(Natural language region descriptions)

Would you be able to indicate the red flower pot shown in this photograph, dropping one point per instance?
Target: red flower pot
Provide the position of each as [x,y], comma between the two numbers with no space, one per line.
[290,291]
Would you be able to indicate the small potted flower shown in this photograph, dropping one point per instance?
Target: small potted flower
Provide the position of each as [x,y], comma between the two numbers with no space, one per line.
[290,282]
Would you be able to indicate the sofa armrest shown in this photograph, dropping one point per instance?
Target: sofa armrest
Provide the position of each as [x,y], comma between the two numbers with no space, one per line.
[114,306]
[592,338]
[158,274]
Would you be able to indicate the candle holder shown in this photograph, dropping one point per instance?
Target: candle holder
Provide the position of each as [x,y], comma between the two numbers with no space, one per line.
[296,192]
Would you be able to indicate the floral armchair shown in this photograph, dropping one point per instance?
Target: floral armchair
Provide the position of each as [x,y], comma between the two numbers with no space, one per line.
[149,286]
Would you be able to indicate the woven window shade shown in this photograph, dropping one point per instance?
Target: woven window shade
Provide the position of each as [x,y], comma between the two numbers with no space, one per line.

How to complete this task: Copy out every line of the data that includes "armrest".

Final answer:
Would you be able to indicate the sofa armrest shown in this photograph, dropping one point per instance?
Target: sofa armrest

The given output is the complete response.